- AUFGABENSTELLUNG
Gib den Abschnitt aus dem Text über die vorgeschlagene Hotline zu Rechtsextremen wörtlich wieder, von „Es gehe um „Täterpersönlichkeiten, die“ bis einschließlich „so die Behördenchefin.“.

- VORLIEGENDER TEXT
--------
Berlins Polizeipräsidentin Slowik: Hotline zu Rechtsextremen vorgeschlagen

Als Präventivmaßnahme: Berlins Polizeipräsidentin hat ein Beratungstelefon zu Rechtsextremen vorgeschlagen. Für Islamismus gibt es ein solches schon seit 2012.

Im rechten Spektrum wächst aus Sicht von Berlins Polizeipräsidentin Barbara Slowik die Gefahr einer Radikalisierung im Verborgenen, etwa über das Internet. „Wir dürfen die Augen nicht davor verschließen, dass wir auch potenzielle Täter haben können, die nicht auf dem Radar der Sicherheitsbehörden sind, die unter Umständen auch nicht erkennbar sind - weder für Verfassungsschutz noch für Polizei“, sagte Slowik der Deutschen Presse-Agentur. „Ich meine, dass auch gerade im Bereich Rechts die Gefahr der Radikalisierung im Stillen wächst.“

Ihre Einschätzung gelte unabhängig vom Täter in Halle, bei dem noch unklar ist, ob er nicht möglicherweise Verbindungen zu Netzwerken unterhielt, so Slowik. Sie plädiert für die Einrichtung eines Beratungstelefons für den rechtsextremistischen Bereich. Dorthin sollen sich Angehörige, Freunde, Bekannte oder Lehrer wenden können, wenn sich in ihrem Umfeld jemand womöglich radikalisiert. Slowik erläuterte, dort solle man Fragen stellen können, kompetente Ansprechpersonen finden - gleichzeitig könne die Polizei gegebenenfalls Erkenntnisse erlangen.

Es gehe um „Täterpersönlichkeiten, die sozial nicht integriert sind, die eventuell auch gescheitert sind nach üblichen Maßstäben der Gesellschaft“. Kontakte pflegten sie eigentlich nur über das Internet, wenn überhaupt. „Das ist ein Phänomen, was im Islamismus auch nicht ganz unbekannt war und ist“, so die Behördenchefin.
--------
- VORLIEGENDE EINTRÄGE
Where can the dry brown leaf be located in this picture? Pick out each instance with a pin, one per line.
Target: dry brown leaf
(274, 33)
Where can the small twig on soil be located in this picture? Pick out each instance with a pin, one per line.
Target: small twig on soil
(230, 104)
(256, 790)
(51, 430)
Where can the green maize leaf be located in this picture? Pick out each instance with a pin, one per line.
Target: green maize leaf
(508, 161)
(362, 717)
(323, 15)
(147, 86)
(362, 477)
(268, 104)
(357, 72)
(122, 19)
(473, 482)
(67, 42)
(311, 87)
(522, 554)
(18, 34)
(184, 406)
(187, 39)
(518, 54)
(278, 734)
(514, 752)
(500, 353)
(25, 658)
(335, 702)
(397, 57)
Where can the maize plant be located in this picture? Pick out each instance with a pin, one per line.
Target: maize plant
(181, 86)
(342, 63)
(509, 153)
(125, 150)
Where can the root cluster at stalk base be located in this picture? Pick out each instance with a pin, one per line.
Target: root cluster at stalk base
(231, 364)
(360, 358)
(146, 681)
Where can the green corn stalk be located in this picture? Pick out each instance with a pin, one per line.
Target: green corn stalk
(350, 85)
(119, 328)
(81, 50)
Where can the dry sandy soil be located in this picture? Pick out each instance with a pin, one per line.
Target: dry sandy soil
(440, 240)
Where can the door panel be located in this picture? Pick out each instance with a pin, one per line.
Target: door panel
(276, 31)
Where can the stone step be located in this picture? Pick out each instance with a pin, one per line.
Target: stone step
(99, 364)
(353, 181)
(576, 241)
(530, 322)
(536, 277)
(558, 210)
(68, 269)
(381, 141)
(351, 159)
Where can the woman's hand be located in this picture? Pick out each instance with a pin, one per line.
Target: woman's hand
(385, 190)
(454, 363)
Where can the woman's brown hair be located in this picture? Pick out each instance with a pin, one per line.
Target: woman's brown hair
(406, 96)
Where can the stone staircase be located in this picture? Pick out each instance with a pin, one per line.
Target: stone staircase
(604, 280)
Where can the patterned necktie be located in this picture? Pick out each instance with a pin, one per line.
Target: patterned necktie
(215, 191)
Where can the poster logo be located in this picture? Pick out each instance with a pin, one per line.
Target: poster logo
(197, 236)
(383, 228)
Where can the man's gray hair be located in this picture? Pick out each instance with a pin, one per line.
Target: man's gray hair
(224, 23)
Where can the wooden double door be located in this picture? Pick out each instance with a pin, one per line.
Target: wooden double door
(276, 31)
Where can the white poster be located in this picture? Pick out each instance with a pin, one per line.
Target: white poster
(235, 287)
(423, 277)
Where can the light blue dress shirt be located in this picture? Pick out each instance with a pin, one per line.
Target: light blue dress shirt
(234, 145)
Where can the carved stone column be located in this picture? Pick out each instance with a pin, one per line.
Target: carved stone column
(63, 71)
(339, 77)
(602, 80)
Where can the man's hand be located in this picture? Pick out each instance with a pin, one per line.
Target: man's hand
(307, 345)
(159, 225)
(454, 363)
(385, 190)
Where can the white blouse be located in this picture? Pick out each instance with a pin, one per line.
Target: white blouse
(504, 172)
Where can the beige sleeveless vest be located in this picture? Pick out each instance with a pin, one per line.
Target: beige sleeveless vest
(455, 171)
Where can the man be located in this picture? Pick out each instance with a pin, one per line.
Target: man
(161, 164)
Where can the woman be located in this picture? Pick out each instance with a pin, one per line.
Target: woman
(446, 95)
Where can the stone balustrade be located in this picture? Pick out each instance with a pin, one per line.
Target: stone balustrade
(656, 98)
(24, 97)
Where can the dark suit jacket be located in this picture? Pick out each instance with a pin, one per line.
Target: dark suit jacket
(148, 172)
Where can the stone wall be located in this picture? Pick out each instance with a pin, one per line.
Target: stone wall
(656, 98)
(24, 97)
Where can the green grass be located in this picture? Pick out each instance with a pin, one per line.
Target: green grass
--------
- LÖSUNG
Es gehe um „Täterpersönlichkeiten, die sozial nicht integriert sind, die eventuell auch gescheitert sind nach üblichen Maßstäben der Gesellschaft“. Kontakte pflegten sie eigentlich nur über das Internet, wenn überhaupt. „Das ist ein Phänomen, was im Islamismus auch nicht ganz unbekannt war und ist“, so die Behördenchefin.